■ **Source text**:

With time I learned that with some of these things the practical magic I was looking for would only happen if I was the one to create it. So, I got really good at organizing my own schedule, carefully packing my own bags, and claiming spaces for myself through non-permanent means.
I suppose that sounds so far from magic that it is just silly…
But also, it is not.
Because somewhere in there is the secret to understanding that a lot of the magic in life is recognizing reality and not trying to escape it…but, rather, turning it into something you can work with.
It is about bending reality in order to create magic.
When my daughter Esmé was born five years ago—so silent, so fragile, struggling to survive in this world—I almost immediately thought about magic. There is something about her that is otherworldly…something in the combination of her fragility and her intuitive connection with others. I’ve often joked that she was a gift given to me by the fairies and elves that inhabited the woods near my childhood home.
And many times, in the moments when she seemed so close to slipping away from this world, I have wondered whether they would take her back from me…
There has never been a time in my adult life that I have had to struggle so deeply with the nature of reality and my magical thinking. At times the “reality” of Esmé could seem extremely bleak…and I felt like I had to battle to keep ahold of my hope for the beautiful magic I saw in my child’s eyes.
When Esmé was three weeks old one physician said something about her potential quality of life, when we resisted, saying that we couldn’t know anything about her future based on so little information, the physician said, “Well, no one is telling you to put your baby in a garbage bag on the side of the road, but you need to be realistic about this…” We walked out and never went back.

■ **Source data**:
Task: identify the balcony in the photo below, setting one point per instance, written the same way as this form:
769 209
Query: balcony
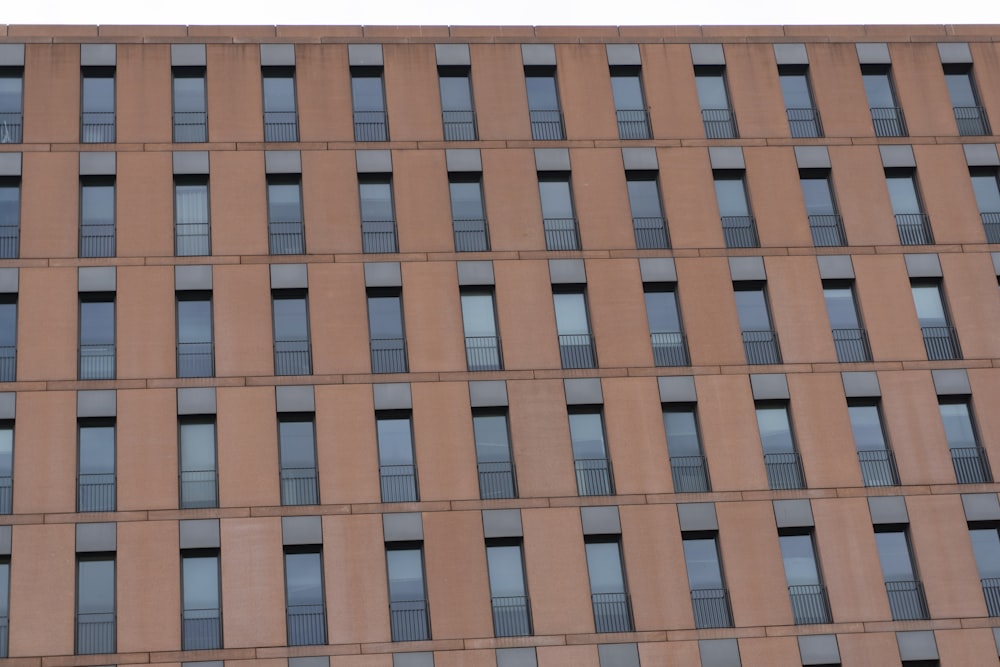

■ **What is needed**: Continue the essay about magic, reality, and Esmé from where it ends, starting after the sentence "We walked out and never went back."

■ **Result of this exercise**:
Not long after that I found myself walking into the ER with a limp and blue Esmé in my arms, hours later her heart and breathing stopped. As she was in the ICU recovering, a pediatric specialist told us that we shouldn’t expect our child to amount to much, should she survive.
We’ve been told over and over not to expect much—by doctors, by the pitying looks we generate, by the assumptions made about her, by the developmental testing that labels her as severely delayed in all respects.
And over and over Esmé has done things so seemingly impossible that I have felt the need to present her doctors with video evidence.
Over and over we have looked for and found therapists and doctors who see what we see in her.
Over and over we have had truly amazing people walk into our lives only because of the wonder that is Esmé.
Over and over we have pushed hard to give her the proper environment for her to make possible gains.
Over and over she meets her reality with her spirit. It is a spirit that says she will not give up on trying things that are difficult, that she will learn things even though she may not be able to demonstrate them, that she will love and laugh and dance, that she will be rare and perfect and unpredictable.
I stand back and watch while my tiny daughter bends reality over and over, and I can say that, now more than ever, I know magic is my reality.